### Set task 1
Which percentage figures appear in the press release about Meren's credit facility refinancing?

▬▬▬

VANCOUVER, BC, March 27, 2026 /CNW/ - (TSX: MER) (Nasdaq-Stockholm: MER) (OTCQX: MRNFF) - Meren Energy Inc. ("Meren" or the "Company") is pleased to announce its subsidiary, Meren Coöperatief U.A. ("Meren Coop"), has signed the refinancing of its reserves base lending ("RBL") facility, significantly increasing its debt capacity and extending its debt maturity profile. View PDF version

Meren's Chief Financial Officer, Aldo Perracini commented: "We are grateful for the continuing and strong support of our banking group. The reduction in borrowing costs and greater than two times level of oversubscription underscore the quality of our production assets and our demonstrated track record of disciplined financial delivery".

The refinanced RBL facility will have a total commitment of US$600 million with an accordion feature permitting an increase in the total facility size up to US$1 billion. Proceeds from the amended facility will be used to refinance in full the existing facility and to cover all related costs. The amended facility will accrue interest at the applicable SOFR rate plus a margin of 4.00% during years 1 to 3, increasing to 4.25% during years 4 to 6. This represents a loan-life average margin reduction of 0.125% compared to the existing facility terms. The amended facility has a 6-year tenor from the closing of the refinancing.

▬▬▬

### Set task 2
Write out the entries below word for word, beginning at their very first line and stopping after the line that contains "[235, 244, 257, 266]".

▬▬▬

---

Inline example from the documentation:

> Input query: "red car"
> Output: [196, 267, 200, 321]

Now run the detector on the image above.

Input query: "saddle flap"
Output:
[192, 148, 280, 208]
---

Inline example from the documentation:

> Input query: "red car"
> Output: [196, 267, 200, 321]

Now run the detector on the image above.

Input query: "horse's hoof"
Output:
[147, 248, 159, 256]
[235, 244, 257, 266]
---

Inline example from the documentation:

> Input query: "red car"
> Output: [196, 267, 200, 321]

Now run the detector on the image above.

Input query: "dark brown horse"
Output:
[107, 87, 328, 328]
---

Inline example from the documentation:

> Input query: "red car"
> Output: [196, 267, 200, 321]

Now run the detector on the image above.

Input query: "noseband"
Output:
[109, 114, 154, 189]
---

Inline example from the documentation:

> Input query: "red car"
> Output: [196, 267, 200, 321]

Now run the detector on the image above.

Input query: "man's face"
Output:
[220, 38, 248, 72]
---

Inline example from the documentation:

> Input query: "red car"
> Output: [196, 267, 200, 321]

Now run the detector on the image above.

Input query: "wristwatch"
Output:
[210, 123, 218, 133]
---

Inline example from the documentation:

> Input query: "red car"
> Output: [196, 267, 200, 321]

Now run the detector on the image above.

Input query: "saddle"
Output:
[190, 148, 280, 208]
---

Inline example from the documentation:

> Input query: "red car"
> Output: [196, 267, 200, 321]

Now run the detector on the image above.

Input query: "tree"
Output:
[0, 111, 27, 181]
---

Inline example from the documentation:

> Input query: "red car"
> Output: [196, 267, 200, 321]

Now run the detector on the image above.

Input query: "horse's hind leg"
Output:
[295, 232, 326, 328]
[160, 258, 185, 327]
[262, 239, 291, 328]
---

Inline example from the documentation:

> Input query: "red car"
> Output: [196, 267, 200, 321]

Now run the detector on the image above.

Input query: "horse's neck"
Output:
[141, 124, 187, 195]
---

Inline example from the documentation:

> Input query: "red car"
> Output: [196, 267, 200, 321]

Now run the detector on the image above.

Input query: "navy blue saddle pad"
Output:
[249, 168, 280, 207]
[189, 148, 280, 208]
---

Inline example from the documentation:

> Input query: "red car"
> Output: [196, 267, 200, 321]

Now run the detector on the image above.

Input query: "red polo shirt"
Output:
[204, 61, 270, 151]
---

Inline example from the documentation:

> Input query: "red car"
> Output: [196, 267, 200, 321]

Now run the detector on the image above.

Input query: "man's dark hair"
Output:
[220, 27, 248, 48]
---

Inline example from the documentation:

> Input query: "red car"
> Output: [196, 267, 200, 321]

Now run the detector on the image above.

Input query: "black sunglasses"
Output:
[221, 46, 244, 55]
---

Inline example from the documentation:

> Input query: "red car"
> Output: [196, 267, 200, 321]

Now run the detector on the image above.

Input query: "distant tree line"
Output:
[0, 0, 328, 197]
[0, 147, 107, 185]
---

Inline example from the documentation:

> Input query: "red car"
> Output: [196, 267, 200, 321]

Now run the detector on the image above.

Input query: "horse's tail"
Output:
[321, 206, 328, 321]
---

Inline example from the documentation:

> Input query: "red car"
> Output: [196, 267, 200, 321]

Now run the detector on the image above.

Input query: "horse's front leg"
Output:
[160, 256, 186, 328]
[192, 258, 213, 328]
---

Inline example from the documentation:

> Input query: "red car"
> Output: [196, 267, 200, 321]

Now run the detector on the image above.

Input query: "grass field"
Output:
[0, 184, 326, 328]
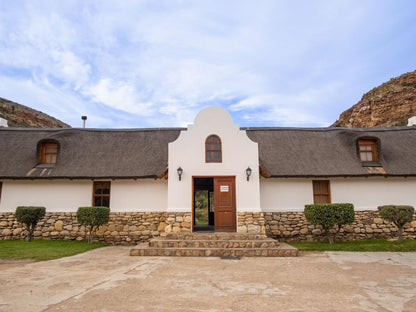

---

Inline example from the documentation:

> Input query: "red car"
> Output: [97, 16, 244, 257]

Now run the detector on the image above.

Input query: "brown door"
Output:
[214, 177, 237, 232]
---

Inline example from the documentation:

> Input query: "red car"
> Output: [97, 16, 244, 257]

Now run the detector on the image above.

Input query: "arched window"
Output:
[39, 141, 58, 164]
[205, 135, 222, 162]
[358, 139, 378, 162]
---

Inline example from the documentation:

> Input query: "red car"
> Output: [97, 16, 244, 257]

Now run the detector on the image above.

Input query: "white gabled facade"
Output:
[167, 106, 261, 212]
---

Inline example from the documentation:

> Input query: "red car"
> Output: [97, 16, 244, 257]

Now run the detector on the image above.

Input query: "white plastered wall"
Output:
[0, 180, 92, 212]
[0, 179, 167, 212]
[331, 177, 416, 210]
[168, 106, 260, 212]
[110, 179, 168, 212]
[260, 177, 416, 212]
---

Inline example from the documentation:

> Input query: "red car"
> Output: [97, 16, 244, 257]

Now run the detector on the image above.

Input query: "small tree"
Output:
[14, 206, 46, 242]
[378, 205, 415, 242]
[305, 204, 355, 244]
[77, 207, 110, 244]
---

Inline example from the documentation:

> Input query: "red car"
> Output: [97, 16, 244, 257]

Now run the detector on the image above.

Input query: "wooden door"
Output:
[214, 177, 237, 232]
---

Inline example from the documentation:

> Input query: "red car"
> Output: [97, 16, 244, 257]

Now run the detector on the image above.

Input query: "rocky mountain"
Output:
[331, 71, 416, 128]
[0, 98, 71, 128]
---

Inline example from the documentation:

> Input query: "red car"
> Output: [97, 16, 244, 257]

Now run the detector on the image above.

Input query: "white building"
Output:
[0, 107, 416, 241]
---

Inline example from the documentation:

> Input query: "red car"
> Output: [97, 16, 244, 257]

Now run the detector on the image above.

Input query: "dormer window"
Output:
[40, 141, 58, 165]
[205, 135, 222, 162]
[358, 139, 378, 162]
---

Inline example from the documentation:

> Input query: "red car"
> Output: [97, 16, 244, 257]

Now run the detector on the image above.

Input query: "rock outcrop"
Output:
[0, 98, 71, 128]
[331, 71, 416, 128]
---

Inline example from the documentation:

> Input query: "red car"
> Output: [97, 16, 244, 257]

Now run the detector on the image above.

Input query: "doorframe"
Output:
[191, 175, 238, 232]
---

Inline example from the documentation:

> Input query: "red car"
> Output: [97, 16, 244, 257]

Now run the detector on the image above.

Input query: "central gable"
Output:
[168, 106, 260, 211]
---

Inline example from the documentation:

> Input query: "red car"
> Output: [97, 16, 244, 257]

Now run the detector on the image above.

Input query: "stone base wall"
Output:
[264, 210, 416, 242]
[237, 212, 266, 234]
[0, 212, 191, 245]
[0, 211, 416, 245]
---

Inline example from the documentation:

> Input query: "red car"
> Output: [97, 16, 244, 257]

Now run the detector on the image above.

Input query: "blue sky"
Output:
[0, 0, 416, 128]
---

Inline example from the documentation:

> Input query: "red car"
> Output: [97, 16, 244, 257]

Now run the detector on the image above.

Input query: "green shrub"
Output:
[77, 207, 110, 244]
[378, 205, 415, 242]
[305, 203, 355, 244]
[14, 206, 46, 242]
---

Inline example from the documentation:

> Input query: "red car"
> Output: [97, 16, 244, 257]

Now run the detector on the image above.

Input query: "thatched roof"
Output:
[0, 128, 181, 178]
[246, 127, 416, 177]
[0, 127, 416, 179]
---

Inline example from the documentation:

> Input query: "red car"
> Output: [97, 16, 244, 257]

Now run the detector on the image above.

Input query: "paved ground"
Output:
[0, 247, 416, 312]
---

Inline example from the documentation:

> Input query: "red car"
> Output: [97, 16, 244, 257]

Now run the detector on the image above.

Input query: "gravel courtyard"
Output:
[0, 247, 416, 312]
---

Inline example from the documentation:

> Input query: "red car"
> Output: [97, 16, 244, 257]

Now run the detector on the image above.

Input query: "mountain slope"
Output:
[0, 98, 71, 128]
[331, 71, 416, 128]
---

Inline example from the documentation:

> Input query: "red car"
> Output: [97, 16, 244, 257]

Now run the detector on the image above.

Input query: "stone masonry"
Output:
[264, 210, 416, 242]
[0, 212, 191, 245]
[0, 210, 416, 245]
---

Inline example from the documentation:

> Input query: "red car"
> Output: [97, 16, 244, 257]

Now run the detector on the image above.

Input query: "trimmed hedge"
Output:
[15, 206, 46, 242]
[305, 203, 355, 243]
[77, 207, 110, 244]
[378, 205, 415, 242]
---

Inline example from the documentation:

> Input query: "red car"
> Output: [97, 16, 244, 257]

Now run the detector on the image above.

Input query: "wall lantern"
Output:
[176, 166, 183, 181]
[246, 167, 251, 181]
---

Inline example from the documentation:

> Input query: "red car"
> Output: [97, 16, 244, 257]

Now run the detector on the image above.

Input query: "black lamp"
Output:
[176, 166, 183, 181]
[246, 167, 251, 181]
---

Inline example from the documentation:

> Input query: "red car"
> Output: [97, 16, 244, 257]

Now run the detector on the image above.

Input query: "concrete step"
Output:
[130, 243, 298, 257]
[166, 232, 269, 240]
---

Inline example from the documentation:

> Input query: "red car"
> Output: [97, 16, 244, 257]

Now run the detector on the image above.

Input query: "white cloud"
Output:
[0, 0, 416, 127]
[83, 78, 152, 115]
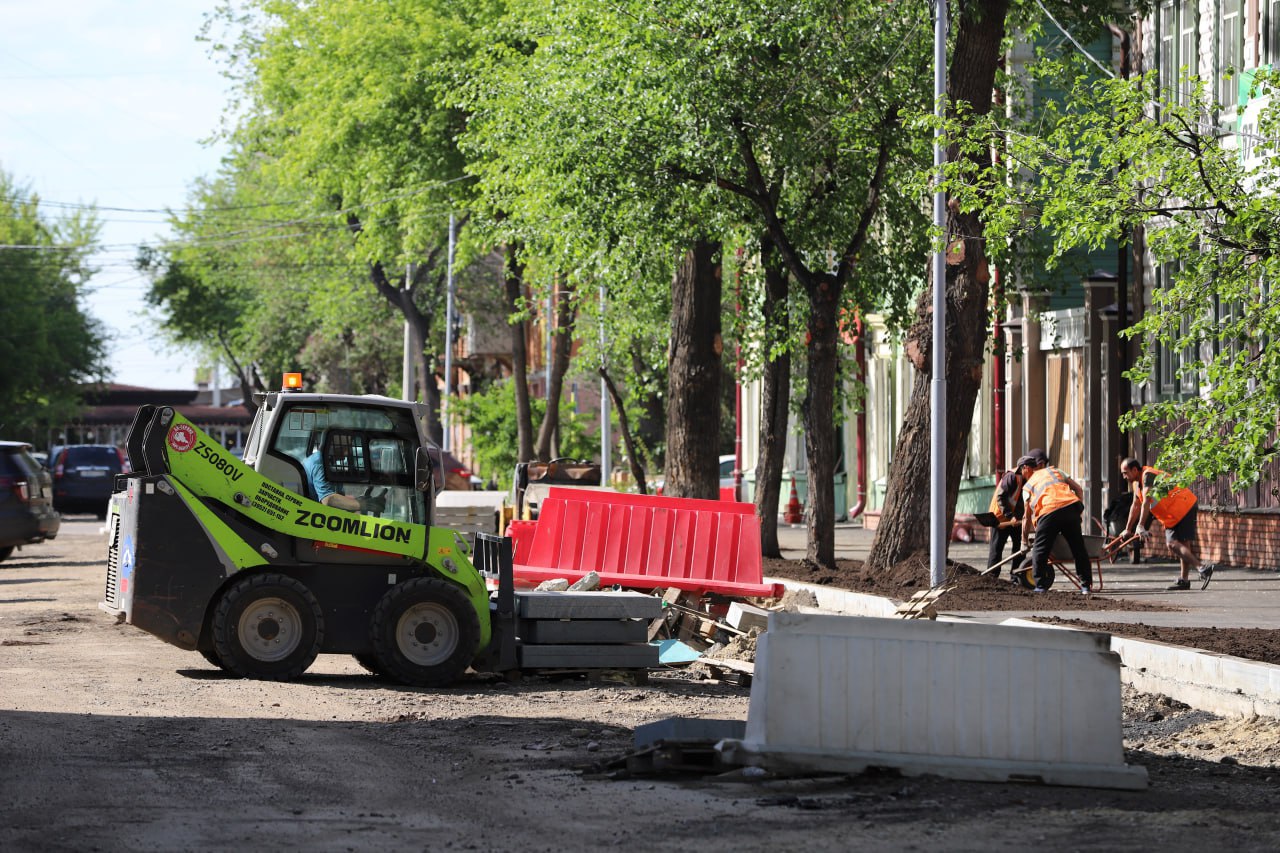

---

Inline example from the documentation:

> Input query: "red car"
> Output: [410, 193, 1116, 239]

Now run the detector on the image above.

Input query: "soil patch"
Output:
[1038, 616, 1280, 663]
[764, 551, 1179, 612]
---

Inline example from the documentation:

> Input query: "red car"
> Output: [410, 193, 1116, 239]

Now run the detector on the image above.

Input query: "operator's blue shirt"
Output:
[302, 451, 337, 501]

▬▬▬

### Complete output 1
4.00%, 4.25%, 0.125%

### Complete output 2
---

Inline example from the documentation:

> Input query: "red car"
> Output: [196, 267, 200, 321]

Now run the detector on the image above.

Input query: "saddle flap"
Output:
[192, 148, 280, 208]
---

Inline example from the documentation:

> Input query: "red car"
> Output: [196, 267, 200, 321]

Now run the detector on the image above.

Input query: "horse's hoof"
Output:
[147, 248, 159, 256]
[235, 244, 257, 266]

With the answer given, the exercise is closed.